- [KUTIPAN DOKUMEN]:
Ketika menjelaskan firman Allah di surat at Taubat:60, Fakhruddin ar Razi mengatakan, “Kandungan hukum yang kedua, ayat di atas menunjukkan bahwa penguasa atau orang yang diangkat oleh penguasalah yang memiliki kewenangan untuk mengambil dan mendistribusikan harta zakat. Sisi pendalilannya, Allah menetapkan bahwa amil mendapatkan bagian dari zakat. Ini menunjukkan bahwa untuk membayarkan zakat harus ada amil.
والعامل هو الذي نصبه الإمام لأخذ الزكوات
Sedangkan amil adalah orang yang diangkat oleh penguasa untuk mengambil zakat (bukan sekedar menerima zakat, pent).
Sehingga ayat di atas adalah dalil tegas yang menunjukkan bahwa penguasalah yang memiliki kewenangan untuk mengambil harta zakat. Kebenaran pernyataan ini semakin kuat dengan firman Allah,
خُذْ مِنْ أموالهم صَدَقَةً
“Ambillah zakat dari sebagian harta mereka” (QS at Taubah:103).

- [MATERI YANG DIBERIKAN]:
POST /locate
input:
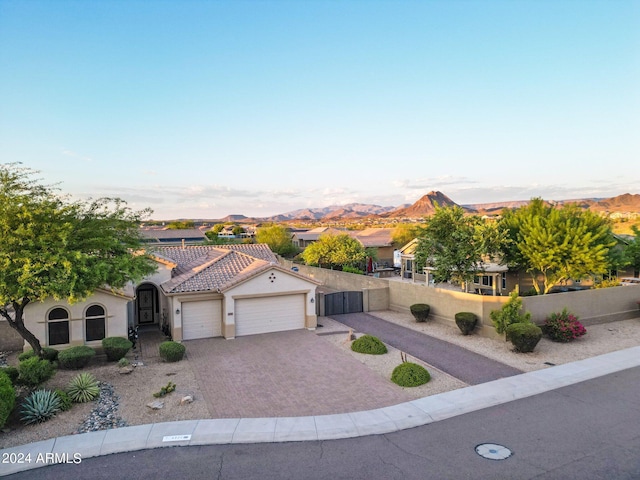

- [DAFTAR TUGAS]:
**a.** Tuliskan tanpa perubahan seluruh bagian kutipan tentang amil zakat di atas, dari "والعامل هو الذي" hingga "(QS at Taubah:103).".
**b.** Lanjutkan kutipan tentang amil zakat di atas, dimulai setelah kalimat terakhirnya.

- [JAWABAN TIAP TUGAS]:
**a.**
والعامل هو الذي نصبه الإمام لأخذ الزكوات
Sedangkan amil adalah orang yang diangkat oleh penguasa untuk mengambil zakat (bukan sekedar menerima zakat, pent).
Sehingga ayat di atas adalah dalil tegas yang menunjukkan bahwa penguasalah yang memiliki kewenangan untuk mengambil harta zakat. Kebenaran pernyataan ini semakin kuat dengan firman Allah,
خُذْ مِنْ أموالهم صَدَقَةً
“Ambillah zakat dari sebagian harta mereka” (QS at Taubah:103).

**b.**
Oleh karena itu mengatakan bahwa pemilik harta itu diperbolehkan untuk membayarkan zakat hartanya yang tersembunyi (yaitu zakat uang, pent) secara langsung adalah berdasarkan dalil yang lain. Mungkin di antara dalil yang menunjukkan pernyataan ini adalah firman Allah,
وَفِى أموالهم حَقٌّ لَّلسَّائِلِ والمحروم
“Dan pada harta-harta mereka ada hak untuk orang miskin yang meminta dan orang miskin yang tidak meminta-minta” (QS adz Dzariyat:19).
Jika zakat adalah hak orang miskin yang meminta-minta dan yang tidak meminta-minta maka tentu dibolehkan menyerahkan zakat secara langsung kepada yang berhak menerima” (Mafatiih al Ghaib atau Tafsir ar Razi 8/77, Maktabah Syamilah).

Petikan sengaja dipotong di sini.